Source data
— BEGIN —

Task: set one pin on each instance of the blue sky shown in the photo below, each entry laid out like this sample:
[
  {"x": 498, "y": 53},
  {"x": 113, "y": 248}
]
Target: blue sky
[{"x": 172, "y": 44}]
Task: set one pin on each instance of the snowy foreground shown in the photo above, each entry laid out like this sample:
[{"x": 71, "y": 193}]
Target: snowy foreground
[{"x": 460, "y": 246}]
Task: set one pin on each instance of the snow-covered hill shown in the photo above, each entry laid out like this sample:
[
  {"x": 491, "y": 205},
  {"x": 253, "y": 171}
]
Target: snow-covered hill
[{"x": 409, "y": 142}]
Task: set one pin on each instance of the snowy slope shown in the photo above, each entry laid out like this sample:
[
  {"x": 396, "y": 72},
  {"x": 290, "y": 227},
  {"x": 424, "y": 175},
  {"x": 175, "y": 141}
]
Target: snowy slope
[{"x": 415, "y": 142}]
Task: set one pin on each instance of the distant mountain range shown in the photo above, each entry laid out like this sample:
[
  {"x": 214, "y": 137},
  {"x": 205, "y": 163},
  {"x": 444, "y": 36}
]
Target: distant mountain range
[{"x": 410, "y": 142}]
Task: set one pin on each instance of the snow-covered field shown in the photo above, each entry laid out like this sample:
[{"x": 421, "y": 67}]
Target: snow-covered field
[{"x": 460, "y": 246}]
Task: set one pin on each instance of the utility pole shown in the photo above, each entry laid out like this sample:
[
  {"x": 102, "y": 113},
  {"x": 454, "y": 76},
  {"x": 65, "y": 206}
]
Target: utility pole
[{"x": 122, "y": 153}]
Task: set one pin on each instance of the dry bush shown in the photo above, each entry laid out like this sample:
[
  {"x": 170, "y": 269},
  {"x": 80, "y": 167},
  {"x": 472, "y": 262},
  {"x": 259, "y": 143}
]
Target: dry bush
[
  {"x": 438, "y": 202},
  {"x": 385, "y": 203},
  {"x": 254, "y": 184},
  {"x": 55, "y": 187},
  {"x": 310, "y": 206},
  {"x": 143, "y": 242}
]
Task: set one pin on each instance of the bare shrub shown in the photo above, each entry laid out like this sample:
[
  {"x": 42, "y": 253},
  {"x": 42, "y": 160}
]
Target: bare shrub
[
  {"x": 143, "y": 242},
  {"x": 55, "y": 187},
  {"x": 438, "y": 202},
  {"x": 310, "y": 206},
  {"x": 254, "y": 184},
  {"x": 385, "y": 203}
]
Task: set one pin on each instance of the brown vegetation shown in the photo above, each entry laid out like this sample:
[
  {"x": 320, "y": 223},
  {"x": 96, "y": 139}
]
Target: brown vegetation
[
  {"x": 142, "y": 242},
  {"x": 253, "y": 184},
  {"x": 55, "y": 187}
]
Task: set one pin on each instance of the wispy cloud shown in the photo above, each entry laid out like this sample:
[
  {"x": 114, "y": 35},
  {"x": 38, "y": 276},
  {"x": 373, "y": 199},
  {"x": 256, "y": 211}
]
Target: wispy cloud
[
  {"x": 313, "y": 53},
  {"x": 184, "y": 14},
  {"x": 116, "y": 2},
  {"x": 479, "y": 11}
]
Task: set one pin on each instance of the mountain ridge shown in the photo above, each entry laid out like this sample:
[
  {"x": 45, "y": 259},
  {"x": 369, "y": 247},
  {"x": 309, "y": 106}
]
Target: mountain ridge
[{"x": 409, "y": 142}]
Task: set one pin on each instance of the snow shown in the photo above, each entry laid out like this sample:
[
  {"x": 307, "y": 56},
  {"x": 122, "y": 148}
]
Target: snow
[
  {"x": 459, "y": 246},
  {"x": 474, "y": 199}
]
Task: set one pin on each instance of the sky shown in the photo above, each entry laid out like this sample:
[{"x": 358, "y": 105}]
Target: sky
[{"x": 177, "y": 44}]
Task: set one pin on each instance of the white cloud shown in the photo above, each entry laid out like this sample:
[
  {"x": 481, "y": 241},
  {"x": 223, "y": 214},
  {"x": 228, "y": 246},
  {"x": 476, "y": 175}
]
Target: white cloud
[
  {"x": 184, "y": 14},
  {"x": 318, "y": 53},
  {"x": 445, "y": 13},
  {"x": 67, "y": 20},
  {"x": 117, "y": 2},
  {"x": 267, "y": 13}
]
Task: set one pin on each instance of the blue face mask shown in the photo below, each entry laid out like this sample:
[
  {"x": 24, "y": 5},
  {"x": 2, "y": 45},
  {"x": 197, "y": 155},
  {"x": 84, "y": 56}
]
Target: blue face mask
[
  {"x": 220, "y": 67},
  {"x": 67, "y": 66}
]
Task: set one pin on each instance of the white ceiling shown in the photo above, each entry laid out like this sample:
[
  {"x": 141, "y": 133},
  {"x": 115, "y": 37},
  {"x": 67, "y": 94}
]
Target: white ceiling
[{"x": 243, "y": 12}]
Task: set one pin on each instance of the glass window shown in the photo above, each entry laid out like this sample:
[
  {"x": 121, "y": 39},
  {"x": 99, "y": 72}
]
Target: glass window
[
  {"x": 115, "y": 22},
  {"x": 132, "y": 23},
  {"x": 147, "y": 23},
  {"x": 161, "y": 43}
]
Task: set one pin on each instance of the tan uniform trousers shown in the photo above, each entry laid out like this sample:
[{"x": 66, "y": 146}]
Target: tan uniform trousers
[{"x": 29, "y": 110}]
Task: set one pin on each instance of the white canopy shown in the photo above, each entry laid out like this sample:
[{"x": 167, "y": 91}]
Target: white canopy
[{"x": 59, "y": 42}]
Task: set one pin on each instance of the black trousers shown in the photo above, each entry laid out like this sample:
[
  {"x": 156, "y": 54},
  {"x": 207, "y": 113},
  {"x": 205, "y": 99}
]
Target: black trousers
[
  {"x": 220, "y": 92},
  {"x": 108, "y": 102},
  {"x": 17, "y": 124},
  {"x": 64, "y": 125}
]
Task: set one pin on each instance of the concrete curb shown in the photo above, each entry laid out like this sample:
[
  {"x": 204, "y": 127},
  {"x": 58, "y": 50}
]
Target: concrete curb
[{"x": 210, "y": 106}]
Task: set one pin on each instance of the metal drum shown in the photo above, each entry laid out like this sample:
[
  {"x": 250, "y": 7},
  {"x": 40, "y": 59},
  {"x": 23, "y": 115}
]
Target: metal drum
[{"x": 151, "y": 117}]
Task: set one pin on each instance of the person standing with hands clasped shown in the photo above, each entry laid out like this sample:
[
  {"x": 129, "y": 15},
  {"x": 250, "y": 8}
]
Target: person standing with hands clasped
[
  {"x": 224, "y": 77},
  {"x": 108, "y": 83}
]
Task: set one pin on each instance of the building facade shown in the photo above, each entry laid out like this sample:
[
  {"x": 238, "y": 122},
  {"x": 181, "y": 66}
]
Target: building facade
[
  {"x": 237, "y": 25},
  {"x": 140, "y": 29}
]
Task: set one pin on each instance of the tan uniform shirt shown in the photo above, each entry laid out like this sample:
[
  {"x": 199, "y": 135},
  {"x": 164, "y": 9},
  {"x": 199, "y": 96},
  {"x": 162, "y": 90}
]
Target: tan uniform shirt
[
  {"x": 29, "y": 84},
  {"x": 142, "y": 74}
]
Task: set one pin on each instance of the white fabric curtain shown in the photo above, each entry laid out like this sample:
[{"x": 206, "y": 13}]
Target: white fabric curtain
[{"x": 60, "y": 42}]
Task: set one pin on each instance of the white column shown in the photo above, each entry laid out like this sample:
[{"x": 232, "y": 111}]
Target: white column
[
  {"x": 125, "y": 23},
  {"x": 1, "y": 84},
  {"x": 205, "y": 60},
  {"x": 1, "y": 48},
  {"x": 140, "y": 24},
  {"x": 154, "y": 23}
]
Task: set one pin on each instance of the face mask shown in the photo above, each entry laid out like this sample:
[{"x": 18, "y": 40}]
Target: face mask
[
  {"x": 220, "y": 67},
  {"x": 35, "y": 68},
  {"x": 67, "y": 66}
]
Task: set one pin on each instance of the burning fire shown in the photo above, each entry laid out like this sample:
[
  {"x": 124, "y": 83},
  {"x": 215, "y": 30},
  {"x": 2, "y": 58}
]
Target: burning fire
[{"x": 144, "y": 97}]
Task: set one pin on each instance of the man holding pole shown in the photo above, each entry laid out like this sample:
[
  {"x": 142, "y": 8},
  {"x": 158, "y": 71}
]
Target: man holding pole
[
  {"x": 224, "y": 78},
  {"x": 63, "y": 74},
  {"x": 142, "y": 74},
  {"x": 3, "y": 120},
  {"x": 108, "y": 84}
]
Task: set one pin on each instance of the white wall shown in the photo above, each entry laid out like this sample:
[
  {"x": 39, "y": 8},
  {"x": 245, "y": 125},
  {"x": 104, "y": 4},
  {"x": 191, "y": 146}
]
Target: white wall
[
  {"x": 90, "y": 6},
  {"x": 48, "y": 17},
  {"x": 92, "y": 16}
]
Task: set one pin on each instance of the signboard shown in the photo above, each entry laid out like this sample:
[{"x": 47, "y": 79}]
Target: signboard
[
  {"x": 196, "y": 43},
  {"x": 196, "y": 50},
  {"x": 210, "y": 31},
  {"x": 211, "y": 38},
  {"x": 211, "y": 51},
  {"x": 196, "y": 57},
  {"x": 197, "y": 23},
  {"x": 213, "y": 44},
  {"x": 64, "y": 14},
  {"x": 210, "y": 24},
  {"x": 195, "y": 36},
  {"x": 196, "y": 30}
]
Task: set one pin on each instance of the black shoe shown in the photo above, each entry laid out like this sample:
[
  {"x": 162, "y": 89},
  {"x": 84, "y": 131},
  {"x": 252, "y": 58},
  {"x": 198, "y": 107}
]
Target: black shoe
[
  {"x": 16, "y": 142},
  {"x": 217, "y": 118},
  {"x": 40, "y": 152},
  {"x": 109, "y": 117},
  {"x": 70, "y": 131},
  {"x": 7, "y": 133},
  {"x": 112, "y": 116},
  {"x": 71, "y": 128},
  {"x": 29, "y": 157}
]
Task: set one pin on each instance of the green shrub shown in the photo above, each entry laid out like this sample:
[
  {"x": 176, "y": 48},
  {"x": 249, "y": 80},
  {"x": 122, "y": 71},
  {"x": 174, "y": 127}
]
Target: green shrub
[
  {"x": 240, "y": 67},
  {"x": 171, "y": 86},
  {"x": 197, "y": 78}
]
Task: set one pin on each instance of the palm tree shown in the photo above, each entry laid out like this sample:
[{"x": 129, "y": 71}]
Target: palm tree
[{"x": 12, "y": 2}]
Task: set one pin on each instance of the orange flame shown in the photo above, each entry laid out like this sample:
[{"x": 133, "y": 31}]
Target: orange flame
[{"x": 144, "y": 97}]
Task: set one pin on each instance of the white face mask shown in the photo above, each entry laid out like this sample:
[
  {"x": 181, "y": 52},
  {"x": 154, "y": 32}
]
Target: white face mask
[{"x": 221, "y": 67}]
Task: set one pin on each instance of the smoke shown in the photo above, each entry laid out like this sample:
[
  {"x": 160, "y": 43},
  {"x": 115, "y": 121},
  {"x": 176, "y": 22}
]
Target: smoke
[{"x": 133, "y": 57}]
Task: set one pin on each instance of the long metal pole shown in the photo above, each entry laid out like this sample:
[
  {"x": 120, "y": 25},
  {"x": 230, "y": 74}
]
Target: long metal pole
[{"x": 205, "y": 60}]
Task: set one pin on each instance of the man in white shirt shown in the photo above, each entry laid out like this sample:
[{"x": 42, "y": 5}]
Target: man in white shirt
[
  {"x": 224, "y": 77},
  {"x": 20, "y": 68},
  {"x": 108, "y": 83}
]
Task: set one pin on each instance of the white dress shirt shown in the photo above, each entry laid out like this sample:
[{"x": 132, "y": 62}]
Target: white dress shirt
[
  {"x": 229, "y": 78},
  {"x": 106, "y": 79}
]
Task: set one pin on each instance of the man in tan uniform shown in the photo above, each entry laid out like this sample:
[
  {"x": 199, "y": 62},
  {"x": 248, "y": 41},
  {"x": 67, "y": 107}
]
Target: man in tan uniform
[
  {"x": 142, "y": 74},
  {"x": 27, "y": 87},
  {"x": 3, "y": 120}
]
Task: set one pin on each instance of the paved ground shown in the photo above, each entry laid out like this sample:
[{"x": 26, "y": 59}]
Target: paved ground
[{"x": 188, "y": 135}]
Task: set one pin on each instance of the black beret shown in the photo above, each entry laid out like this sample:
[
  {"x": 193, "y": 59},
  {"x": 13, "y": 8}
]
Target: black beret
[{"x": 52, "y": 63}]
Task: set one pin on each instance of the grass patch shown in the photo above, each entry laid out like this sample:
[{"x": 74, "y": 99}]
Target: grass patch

— END —

= PROMPT =
Edit the lines running from the line containing "Task: set one pin on each instance of the grass" through the end of the records, replacing "grass patch" with "lawn strip" and keeping everything else the same. Give back only those lines.

= ANSWER TO THE PROBLEM =
Task: set one pin on each instance of the lawn strip shown in the photo above, each entry laid out like this sample:
[{"x": 74, "y": 99}]
Target: lawn strip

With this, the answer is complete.